I am trying to parse a very large log file that consists of space delimited text across about 16 fields. Unfortunately the app logs a blank line in between each legitimate one (arbitrarily doubling the lines I must process). It also causes fields to shift because it uses space as both a delineator as well as for empty fields. I couldn't get around this in LogParser. Fortunately Powershell affords me the option to reference fields from the end as well making it easier to get later fields affected by shift.
After a bit of testing with smaller sample files, I've determined that processing line by line as the file is streaming with Get-Content natively is slower than just reading the file completely using Get-Content -ReadCount 0 and then processing from memory. This part is relatively fast (<1min).
The problem comes when processing each line, even though it's in memory. It is taking hours for a 75MB file with 561178 legitimate lines of data (minus all the blank lines).
I'm not doing much in the code itself. I'm doing the following:
- Splitting line via space as delimiter
 - One of the fields is an IP address that I am reverse DNS resolving, which is obviously going to be slow. So I have wrapped this into more code to create an in-memory arraylist cache of previously resolved IPs and pulling from it when possible. The IPs are largely the same so after a few hundred lines, resolution shouldn't be an issue any longer.
 - Saving the needed array elements into my pscustomobject
 - Adding pscustomobject to arraylist to be used later.
 - During the loop I'm tracking how many lines I've processed and outputting that info in a progress bar (I know this adds extra time but not sure how much). I really want to know progress.
 
All in all, it's processing some 30-40 lines per second, but obviously this is not very fast.
Can someone offer alternative methods/objectTypes to accomplish my goals and speed this up tremendously?
Below are some samples of the log with the field shift (Note this is a Windows DNS Debug log) as well as the code below that.
10/31/2022 12:38:45 PM 2D00 PACKET  000000B25A583FE0 UDP Snd 127.0.0.1      6c94 R Q [8385 A DR NXDOMAIN] AAAA   (4)pool(3)ntp(3)org(0)
10/31/2022 12:38:45 PM 2D00 PACKET  000000B25A582050 UDP Snd 127.0.0.1    3d9d R Q [8081   DR  NOERROR] A      (4)pool(3)ntp(3)org(0)
NOTE:  the issue in this case being [8385 A DR NXDOMAIN] (4 fields) vs [8081   DR  NOERROR] (3 fields)
Other examples would be the "R Q" where sometimes it's "  Q".
$Logfile = "C:\Temp\log.txt"
[System.Collections.ArrayList]$LogEntries = @()
[System.Collections.ArrayList]$DNSCache = @()
# Initialize log iteration counter
$i = 1
# Get Log data.  Read entire log into memory and save only lines that begin with a date (ignoring blank lines)
$LogData = Get-Content $Logfile -ReadCount 0 | % {$_ | ? {$_ -match "^\d+\/"}}
$LogDataTotalLines = $LogData.Length
# Process each log entry
$LogData | ForEach-Object {
        
        $PercentComplete =  [math]::Round(($i/$LogDataTotalLines * 100))

** Raw data **
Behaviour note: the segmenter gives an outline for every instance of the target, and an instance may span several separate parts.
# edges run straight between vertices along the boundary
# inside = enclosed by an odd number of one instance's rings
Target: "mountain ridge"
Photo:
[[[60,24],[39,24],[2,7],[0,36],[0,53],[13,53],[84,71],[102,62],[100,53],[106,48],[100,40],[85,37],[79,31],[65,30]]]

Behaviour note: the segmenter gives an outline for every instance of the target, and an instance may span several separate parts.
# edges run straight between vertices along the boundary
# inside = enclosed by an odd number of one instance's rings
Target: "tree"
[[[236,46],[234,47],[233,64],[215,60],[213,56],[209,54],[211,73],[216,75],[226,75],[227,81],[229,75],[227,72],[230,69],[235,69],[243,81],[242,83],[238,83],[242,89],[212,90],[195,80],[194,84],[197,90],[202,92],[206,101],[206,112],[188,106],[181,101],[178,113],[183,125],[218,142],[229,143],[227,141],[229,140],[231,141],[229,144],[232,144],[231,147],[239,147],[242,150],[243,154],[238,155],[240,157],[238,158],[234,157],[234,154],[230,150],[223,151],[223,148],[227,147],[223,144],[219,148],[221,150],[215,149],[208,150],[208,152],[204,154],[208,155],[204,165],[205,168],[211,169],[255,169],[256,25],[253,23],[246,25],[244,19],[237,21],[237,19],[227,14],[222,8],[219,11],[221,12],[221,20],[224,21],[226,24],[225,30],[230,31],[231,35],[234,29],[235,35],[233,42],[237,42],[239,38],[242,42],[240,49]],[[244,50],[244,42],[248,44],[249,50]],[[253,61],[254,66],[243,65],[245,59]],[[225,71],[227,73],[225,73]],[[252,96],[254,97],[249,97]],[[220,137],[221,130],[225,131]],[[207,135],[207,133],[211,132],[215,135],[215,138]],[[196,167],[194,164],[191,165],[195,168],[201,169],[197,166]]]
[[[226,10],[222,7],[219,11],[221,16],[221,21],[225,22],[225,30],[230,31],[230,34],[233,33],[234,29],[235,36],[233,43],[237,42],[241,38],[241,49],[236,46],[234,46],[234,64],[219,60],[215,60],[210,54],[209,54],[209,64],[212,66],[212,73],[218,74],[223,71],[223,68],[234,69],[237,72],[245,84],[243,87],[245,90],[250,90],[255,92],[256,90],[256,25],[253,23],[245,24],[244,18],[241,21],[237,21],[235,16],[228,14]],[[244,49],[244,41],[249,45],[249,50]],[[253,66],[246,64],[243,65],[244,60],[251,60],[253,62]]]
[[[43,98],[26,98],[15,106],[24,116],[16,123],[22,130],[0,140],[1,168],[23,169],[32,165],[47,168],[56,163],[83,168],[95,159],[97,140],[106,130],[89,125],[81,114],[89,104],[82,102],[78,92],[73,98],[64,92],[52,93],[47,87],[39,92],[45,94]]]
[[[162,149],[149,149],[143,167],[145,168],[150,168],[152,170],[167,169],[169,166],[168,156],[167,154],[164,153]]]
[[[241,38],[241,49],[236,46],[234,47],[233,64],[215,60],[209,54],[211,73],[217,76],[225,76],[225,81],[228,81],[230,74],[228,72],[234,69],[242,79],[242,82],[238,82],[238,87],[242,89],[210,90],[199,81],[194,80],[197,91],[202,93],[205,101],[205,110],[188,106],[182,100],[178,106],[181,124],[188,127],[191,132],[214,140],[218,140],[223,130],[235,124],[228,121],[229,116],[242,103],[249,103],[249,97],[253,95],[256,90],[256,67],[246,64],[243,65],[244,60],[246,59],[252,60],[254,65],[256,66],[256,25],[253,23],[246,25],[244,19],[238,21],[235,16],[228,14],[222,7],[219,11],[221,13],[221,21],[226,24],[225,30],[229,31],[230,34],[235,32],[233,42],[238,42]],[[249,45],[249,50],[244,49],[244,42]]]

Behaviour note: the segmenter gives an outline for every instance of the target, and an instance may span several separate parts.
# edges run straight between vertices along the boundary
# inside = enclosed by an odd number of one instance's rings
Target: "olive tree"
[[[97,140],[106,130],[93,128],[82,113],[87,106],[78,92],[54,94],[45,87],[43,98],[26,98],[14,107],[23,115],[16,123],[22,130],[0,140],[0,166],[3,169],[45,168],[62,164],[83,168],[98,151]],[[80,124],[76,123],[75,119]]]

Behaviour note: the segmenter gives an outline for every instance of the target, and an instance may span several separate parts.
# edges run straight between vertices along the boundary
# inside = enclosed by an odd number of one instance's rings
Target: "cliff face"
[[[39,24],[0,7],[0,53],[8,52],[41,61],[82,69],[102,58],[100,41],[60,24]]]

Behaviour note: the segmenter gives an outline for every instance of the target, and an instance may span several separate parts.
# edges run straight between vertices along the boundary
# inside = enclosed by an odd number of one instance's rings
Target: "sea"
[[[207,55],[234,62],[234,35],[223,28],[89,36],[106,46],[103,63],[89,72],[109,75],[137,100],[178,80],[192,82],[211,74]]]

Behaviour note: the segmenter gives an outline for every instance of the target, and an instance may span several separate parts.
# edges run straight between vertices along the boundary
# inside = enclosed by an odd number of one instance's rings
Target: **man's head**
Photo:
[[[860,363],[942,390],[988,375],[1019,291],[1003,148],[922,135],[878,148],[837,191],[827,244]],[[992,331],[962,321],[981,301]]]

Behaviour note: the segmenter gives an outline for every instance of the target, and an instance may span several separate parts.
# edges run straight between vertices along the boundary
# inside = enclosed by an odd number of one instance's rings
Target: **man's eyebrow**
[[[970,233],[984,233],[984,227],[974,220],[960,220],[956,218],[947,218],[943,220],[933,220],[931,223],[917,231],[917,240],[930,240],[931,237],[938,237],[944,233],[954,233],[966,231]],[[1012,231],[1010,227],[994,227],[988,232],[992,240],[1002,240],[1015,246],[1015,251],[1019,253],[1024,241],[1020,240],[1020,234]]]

** Task instructions **
1: According to the PowerShell log-parsing post, how many lines per second does the script process?
2: Pick up the PowerShell log-parsing post where it stops and keep writing it.

** Results for the exercise **
1: About 30-40 lines per second.

2:
        Write-Progress -Activity "Processing log file . . ." -Status "Processed $i of $LogDataTotalLines entries ($PercentComplete%)" -PercentComplete $PercentComplete
        
        # Split line using space, including sequential spaces, as delimiter.  
        # NOTE:  Due to how app logs events, some fields may be blank leading split yielding different number of columns.  Fortunately the fields we desire
        #          are in static positions not affected by this, except for the last 2, which can be referenced backwards with -2 and -1.
        $temp = $_ -Split '\s+'
        
        # Resolve DNS name of IP address for later use and cache into arraylist to avoid DNS lookup for same IP as we loop through log
        If ($DNSCache.IP -notcontains $temp[8]) {
            $DNSEntry = [PSCustomObject]@{
                IP = $temp[8]
                DNSName = Resolve-DNSName $temp[8] -QuickTimeout -DNSOnly -ErrorAction SilentlyContinue | Select -ExpandProperty NameHost
            }
            
            # Add DNSEntry to DNSCache collection
            $DNSCache.Add($DNSEntry) | Out-Null
            
            # Set resolved DNS name to that which came back from Resolve-DNSName cmdlet. NOTE:  value could be blank.
            $ResolvedDNSName = $DNSEntry.DNSName
        } Else {
            # DNSCache contains resolved IP already.  Find and Use it.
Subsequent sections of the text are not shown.